*** Excerpted records Section Begins ***

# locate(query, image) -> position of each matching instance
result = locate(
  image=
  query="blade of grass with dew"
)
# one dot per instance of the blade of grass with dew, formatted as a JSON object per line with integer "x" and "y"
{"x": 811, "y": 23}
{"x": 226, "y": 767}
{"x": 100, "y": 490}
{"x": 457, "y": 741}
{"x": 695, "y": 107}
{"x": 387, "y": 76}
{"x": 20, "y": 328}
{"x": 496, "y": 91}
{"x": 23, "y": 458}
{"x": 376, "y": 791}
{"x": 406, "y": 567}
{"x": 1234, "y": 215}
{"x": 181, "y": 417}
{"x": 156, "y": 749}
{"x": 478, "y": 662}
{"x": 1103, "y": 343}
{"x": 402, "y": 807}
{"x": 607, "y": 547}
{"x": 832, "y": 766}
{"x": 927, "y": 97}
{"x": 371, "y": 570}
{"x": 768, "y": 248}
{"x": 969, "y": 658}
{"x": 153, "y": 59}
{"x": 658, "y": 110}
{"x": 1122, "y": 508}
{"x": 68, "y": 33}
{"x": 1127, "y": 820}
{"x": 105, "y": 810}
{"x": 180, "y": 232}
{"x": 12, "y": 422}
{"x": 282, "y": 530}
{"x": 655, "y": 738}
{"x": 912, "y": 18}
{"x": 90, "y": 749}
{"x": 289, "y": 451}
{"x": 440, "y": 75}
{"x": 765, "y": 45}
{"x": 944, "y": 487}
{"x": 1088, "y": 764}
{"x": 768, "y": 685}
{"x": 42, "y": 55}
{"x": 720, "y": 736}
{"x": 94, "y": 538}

*** Excerpted records Section Ends ***

* What this task involves: Every entry is to be repeated exactly as it stands.

* Answer space:
# locate(query, image) -> position of each matching instance
result = locate(
  image=
  query="blade of grass with dew"
)
# one dot per instance of the blade of grass with dew, formatted as a JSON object per line with integer "x" and "y"
{"x": 811, "y": 23}
{"x": 226, "y": 767}
{"x": 100, "y": 490}
{"x": 457, "y": 741}
{"x": 695, "y": 107}
{"x": 387, "y": 76}
{"x": 20, "y": 328}
{"x": 496, "y": 91}
{"x": 23, "y": 458}
{"x": 376, "y": 791}
{"x": 406, "y": 567}
{"x": 1234, "y": 215}
{"x": 181, "y": 417}
{"x": 156, "y": 749}
{"x": 478, "y": 662}
{"x": 1103, "y": 343}
{"x": 402, "y": 807}
{"x": 607, "y": 547}
{"x": 832, "y": 766}
{"x": 927, "y": 97}
{"x": 371, "y": 570}
{"x": 768, "y": 248}
{"x": 969, "y": 658}
{"x": 153, "y": 59}
{"x": 658, "y": 110}
{"x": 1122, "y": 508}
{"x": 68, "y": 33}
{"x": 1127, "y": 820}
{"x": 105, "y": 810}
{"x": 180, "y": 232}
{"x": 12, "y": 422}
{"x": 282, "y": 530}
{"x": 655, "y": 738}
{"x": 912, "y": 18}
{"x": 90, "y": 749}
{"x": 289, "y": 451}
{"x": 440, "y": 75}
{"x": 765, "y": 45}
{"x": 944, "y": 487}
{"x": 1088, "y": 764}
{"x": 768, "y": 685}
{"x": 42, "y": 55}
{"x": 720, "y": 736}
{"x": 94, "y": 538}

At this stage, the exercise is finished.